----- Supplied passage
Tag Archives: Bob Dylan

Remembering Robert “Bobby” Kennedy

 

Forty-six years ago I was awarded a B.A. degree in history after five, not the usual four, years of reading books and writing papers.  I was somewhat burned out and in need of a rest before receiving that letter of impending doom from General Hershey, Director of the Selective Service Administration.

Shortly after graduation a letter would arrive from the Selective Service informing me that my 2-S draft status was changed to 1-A, meaning that my deferment was over and I would shortly receive a second letter from Gen. Hershey that began with “Greetings.”  The letter was, of course not an invitation to join the army and become a hero, but a notice that I was selected to become one of Uncle Sam’s mighty warriors.  In all likelihood I would be sent to Vietnam, like other college graduates in 1968, as a fit sacrifice to the god of war.

The summer of 1968 was not a good time for vacationing in Vietnam.  Not too many years ago I had the honor of getting to know a true hero who served as a marine captain in Vietnam.  He told me that the need for new bodies to send out into the jungle on “search and destroy” missions was so great that they were sending over new draftees with very little training.  Yes, at that time they were drafting men into both the army and the marines.  The number of men who were drafted into the marines during the Vietnam War was 42,633.

I felt that I might be able survive through the summer before being drafted.  I always dreamed of going to Europe, and now, before facing death in the rice paddies of Vietnam, perhaps I could fulfill that dream.

I was encouraged to go to Germany for the summer by my German language professor.  She was a native German who married an American officer at the end of World War II.  She introduced me to a foreign language major, who also wanted to go to Germany for the summer.  With encouragement from Frau Helga Leftwich, Jim Sturgis and I made plans to spend the summer studying German and bumming around Germany.

Since I would no longer enjoy the benefits of a student deferment, it was necessary to obtain permission from my draft board to leave the country.  I have to admit that the thought of going to Canada did enter my mind.  As a child I saw one of those Nelson Eddy and Jeanette McDonald movies set in Canada with those red-coated Mounties romancing beautiful girls.  Who would not want to move to Canada after watching Rose Marie (1936)?  Canada?  Perhaps.  The Canadians  speak English, as well as French.  But go to Sweden, the other option?  No way.  Sweden is lovely, and the Swedish girls are beautiful, but how would I ever be able to talk to them?  The draft board proved to be merciful and allowed me to leave the country, so long as I was back by a certain date in September.
----------
• Exercise requirements:
1 – Turn the part of the listing that opens with the line containing "spot the snow bank." and runs to the listing's last line into a Markdown table with the columns No. and Entry, numbering each line and leaving out blank ones.
2 – Go on with the piece about the 1968 draft from the point where it stops.
The piece about the 1968 draft and the listing have nothing to do with each other.
----- Supplied material
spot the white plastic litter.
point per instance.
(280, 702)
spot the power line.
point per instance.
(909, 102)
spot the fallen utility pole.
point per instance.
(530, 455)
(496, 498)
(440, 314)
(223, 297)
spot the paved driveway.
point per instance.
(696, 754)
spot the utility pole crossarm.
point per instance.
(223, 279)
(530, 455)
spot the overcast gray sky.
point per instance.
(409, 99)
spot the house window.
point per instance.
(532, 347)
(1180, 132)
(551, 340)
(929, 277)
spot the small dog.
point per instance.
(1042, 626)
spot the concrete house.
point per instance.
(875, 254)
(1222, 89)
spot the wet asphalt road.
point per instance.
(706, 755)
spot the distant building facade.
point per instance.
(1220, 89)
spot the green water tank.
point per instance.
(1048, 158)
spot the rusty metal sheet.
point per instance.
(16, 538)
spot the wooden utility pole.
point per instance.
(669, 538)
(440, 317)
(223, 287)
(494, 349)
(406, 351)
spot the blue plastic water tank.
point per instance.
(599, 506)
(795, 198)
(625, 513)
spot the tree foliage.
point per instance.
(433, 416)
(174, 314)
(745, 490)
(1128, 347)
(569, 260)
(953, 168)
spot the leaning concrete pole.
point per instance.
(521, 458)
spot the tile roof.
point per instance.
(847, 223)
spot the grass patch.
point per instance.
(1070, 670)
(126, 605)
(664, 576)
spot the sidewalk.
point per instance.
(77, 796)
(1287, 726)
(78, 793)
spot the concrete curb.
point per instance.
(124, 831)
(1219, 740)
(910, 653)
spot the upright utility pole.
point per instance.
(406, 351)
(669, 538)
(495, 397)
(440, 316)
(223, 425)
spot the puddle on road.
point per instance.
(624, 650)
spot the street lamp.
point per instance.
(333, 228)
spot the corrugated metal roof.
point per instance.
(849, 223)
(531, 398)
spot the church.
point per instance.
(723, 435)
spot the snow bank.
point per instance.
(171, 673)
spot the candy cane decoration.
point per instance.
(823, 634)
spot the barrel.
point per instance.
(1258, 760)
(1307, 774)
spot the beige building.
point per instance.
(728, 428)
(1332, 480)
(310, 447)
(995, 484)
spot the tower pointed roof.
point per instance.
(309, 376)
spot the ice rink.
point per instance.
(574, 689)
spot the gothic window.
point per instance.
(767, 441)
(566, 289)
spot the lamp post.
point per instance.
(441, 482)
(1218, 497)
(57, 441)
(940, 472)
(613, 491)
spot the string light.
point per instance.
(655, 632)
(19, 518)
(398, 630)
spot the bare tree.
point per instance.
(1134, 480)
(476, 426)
----------
• Task-by-task answers:
1 –
| No. | Entry |
|---|---|
| 1 | spot the snow bank. |
| 2 | point per instance. |
| 3 | (171, 673) |
| 4 | spot the candy cane decoration. |
| 5 | point per instance. |
| 6 | (823, 634) |
| 7 | spot the barrel. |
| 8 | point per instance. |
| 9 | (1258, 760) |
| 10 | (1307, 774) |
| 11 | spot the beige building. |
| 12 | point per instance. |
| 13 | (728, 428) |
| 14 | (1332, 480) |
| 15 | (310, 447) |
| 16 | (995, 484) |
| 17 | spot the tower pointed roof. |
| 18 | point per instance. |
| 19 | (309, 376) |
| 20 | spot the ice rink. |
| 21 | point per instance. |
| 22 | (574, 689) |
| 23 | spot the gothic window. |
| 24 | point per instance. |
| 25 | (767, 441) |
| 26 | (566, 289) |
| 27 | spot the lamp post. |
| 28 | point per instance. |
| 29 | (441, 482) |
| 30 | (1218, 497) |
| 31 | (57, 441) |
| 32 | (940, 472) |
| 33 | (613, 491) |
| 34 | spot the string light. |
| 35 | point per instance. |
| 36 | (655, 632) |
| 37 | (19, 518) |
| 38 | (398, 630) |
| 39 | spot the bare tree. |
| 40 | point per instance. |
| 41 | (1134, 480) |
| 42 | (476, 426) |

2 –
A friendly banker who just happened to be from the little German village next door to the village where I wanted to study German agreed to give me a student loan for $1,200 to finance my adventure.  Strange as it may seem today, that was enough money to pay for air transportation to and from France, pay for the two months at the Goethe Institute in Ebersberg, and spend the rest of the time bumming around.  It was also sufficient for me to spend several days in Paris before departing for home at the beginning of September.

Jim and I made reservations on a student charter flight to Paris.  Because Paris was experiencing one of those great romantic moments in her history, our flight was diverted to Brussels, Belgium.  The students from the Sorbonne with the support of members of the trade unions were rioting in Paris in hopes of toppling the government of Charles de Gaulle.  They failed, but when we went to Paris at the end of the summer to catch our return flight, we saw lingering evidence of the riots everywhere in the area around the Sorbonne.

After arriving in Brussels, we and a couple other students, also trying to briefly escape reality, or perhaps as they often said in those days “find themselves,” went to a small café.  While sipping a glass of wine and soaking in the atmosphere, a man ran into the café all excited and tapped the front page of a newspaper on the wall.  You didn’t have to be able to read French to decipher the bold headlines above Robert Kennedy’s picture.  We heard on the news before leaving New York that Robert Kennedy had been shot in California.  We did not know until then, however, that he had died.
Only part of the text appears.